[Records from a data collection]
==============================

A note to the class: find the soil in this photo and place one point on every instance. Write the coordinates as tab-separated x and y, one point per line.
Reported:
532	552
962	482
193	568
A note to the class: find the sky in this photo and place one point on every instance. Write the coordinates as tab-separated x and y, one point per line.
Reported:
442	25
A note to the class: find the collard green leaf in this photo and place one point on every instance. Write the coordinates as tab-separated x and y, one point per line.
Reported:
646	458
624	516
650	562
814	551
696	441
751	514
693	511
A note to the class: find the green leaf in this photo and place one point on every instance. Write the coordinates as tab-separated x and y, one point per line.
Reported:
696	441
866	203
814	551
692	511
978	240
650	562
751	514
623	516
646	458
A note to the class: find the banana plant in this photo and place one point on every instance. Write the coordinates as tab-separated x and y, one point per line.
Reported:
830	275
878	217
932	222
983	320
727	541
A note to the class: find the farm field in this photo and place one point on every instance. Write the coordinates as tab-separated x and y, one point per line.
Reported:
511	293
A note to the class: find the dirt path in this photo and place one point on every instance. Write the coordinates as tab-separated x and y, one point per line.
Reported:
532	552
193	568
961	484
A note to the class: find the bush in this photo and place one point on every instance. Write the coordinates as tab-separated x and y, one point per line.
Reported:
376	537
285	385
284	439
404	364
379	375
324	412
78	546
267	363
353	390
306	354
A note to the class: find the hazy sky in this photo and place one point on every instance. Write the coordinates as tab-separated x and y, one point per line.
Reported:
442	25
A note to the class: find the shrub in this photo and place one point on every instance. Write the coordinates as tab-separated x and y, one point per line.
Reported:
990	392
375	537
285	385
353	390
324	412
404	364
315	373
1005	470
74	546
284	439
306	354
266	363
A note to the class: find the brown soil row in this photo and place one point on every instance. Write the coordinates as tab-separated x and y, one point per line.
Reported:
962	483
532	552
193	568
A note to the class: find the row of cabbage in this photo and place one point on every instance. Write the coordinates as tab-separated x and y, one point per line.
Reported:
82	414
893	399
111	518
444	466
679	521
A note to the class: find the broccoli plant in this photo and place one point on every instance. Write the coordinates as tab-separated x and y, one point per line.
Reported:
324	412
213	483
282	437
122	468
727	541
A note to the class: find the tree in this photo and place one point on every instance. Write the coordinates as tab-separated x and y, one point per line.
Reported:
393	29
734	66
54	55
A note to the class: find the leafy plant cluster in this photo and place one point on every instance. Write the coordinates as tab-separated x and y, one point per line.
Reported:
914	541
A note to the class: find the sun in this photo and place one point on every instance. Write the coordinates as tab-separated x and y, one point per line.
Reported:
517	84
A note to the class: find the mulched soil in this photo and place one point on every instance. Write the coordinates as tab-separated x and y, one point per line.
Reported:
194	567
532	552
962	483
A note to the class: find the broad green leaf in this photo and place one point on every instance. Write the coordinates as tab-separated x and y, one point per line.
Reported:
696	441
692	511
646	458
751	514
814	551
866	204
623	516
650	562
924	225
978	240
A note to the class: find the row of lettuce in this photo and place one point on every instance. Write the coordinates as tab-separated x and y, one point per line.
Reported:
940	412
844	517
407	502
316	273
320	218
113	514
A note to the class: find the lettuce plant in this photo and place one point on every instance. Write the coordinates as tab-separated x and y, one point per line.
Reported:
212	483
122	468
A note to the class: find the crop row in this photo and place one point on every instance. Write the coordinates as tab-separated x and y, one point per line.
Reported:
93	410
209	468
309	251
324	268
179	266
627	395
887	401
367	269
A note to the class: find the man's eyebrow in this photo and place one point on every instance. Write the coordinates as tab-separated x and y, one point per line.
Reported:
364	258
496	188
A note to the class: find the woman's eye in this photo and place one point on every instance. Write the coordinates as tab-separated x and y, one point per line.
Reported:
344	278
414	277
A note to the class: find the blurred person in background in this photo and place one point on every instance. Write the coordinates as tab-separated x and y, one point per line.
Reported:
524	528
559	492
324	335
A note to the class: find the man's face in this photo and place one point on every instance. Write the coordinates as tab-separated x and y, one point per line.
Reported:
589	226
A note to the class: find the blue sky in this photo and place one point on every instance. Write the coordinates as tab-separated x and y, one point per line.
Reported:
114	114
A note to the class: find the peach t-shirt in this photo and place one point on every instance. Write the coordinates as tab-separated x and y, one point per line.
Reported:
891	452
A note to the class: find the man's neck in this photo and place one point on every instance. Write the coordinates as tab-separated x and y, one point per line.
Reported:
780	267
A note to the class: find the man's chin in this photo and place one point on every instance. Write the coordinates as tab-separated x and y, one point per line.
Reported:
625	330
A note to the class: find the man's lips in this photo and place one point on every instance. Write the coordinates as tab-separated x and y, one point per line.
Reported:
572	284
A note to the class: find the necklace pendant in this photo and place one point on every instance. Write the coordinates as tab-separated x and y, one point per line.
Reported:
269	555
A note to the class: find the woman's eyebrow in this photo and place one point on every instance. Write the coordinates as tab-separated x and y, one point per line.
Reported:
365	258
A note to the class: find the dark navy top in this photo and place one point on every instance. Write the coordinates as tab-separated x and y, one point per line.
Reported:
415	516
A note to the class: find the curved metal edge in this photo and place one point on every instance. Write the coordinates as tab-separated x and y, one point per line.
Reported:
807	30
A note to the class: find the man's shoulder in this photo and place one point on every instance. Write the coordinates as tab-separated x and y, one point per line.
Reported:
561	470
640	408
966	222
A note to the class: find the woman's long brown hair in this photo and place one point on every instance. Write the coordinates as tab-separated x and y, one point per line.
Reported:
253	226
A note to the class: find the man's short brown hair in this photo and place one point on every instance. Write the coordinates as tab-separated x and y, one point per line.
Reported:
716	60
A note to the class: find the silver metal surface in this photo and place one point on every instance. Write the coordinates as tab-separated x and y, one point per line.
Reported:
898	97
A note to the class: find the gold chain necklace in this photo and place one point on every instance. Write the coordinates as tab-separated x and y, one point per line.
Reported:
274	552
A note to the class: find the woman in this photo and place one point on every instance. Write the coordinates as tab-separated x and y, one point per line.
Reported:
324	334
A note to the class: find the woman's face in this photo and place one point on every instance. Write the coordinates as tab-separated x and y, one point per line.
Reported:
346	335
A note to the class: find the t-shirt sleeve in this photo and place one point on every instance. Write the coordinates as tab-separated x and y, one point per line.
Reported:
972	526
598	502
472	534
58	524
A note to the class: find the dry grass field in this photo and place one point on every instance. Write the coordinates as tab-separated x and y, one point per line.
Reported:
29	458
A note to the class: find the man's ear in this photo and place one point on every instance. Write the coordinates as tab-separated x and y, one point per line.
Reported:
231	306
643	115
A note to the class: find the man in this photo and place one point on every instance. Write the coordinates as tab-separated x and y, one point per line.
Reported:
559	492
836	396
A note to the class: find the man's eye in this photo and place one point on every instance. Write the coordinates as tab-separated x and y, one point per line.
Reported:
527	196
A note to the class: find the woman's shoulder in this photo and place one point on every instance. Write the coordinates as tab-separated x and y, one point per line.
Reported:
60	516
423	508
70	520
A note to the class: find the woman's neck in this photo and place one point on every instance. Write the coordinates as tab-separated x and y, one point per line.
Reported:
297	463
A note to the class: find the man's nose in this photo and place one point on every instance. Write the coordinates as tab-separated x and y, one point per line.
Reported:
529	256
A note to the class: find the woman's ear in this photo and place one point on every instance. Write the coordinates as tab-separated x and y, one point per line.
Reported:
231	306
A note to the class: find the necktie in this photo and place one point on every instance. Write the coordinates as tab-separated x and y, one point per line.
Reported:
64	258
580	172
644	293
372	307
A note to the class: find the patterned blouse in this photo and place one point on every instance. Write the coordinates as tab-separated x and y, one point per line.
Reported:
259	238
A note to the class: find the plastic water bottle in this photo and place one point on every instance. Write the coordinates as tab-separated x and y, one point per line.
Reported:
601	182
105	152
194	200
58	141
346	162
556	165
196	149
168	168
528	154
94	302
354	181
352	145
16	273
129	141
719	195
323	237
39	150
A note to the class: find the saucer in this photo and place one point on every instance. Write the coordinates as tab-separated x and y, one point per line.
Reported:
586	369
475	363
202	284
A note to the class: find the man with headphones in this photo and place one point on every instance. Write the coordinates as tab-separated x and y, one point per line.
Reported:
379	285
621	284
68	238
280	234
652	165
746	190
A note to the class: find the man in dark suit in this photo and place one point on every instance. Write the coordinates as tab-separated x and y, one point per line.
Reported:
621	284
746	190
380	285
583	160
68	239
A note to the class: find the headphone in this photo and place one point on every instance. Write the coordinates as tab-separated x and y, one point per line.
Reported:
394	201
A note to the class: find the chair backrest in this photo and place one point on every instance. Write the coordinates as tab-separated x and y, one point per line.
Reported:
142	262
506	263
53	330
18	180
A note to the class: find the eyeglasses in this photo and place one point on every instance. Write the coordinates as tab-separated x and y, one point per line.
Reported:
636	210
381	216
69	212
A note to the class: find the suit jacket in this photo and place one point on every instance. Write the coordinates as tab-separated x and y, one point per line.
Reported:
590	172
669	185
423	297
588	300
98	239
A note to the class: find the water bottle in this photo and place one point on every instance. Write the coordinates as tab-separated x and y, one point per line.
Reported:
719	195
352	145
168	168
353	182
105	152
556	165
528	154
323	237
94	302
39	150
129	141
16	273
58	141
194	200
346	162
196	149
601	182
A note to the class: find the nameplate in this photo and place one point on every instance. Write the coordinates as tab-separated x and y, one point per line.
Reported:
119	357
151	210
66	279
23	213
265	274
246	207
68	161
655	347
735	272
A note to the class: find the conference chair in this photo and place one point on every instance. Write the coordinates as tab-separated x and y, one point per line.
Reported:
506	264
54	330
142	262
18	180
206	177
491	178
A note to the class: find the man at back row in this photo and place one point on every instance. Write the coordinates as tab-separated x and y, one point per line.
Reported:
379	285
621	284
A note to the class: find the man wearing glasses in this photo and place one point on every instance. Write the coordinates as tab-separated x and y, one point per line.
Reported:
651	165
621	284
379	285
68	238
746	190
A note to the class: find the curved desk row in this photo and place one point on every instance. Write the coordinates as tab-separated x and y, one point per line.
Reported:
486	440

==============================

Problem details |
From the data above, copy each line where the string "plant" appears.

Finished task |
A note to the class: find the banana plant in this photo and place one point on every instance. Write the coordinates as tab-separated x and y, one point per line.
A note to the class: find the broccoli plant in this photo and place one point on every instance. Write the coordinates as tab-separated x and y, one point per line.
A note to the class: find the leafy plant cluster in this photo and place one point on every instance. Write the coordinates as tab-separated x and y, one point per line.
A note to the class: find the lettuce plant in this photo and place one point on every instance. Write the coordinates as tab-separated x and y, one point per line.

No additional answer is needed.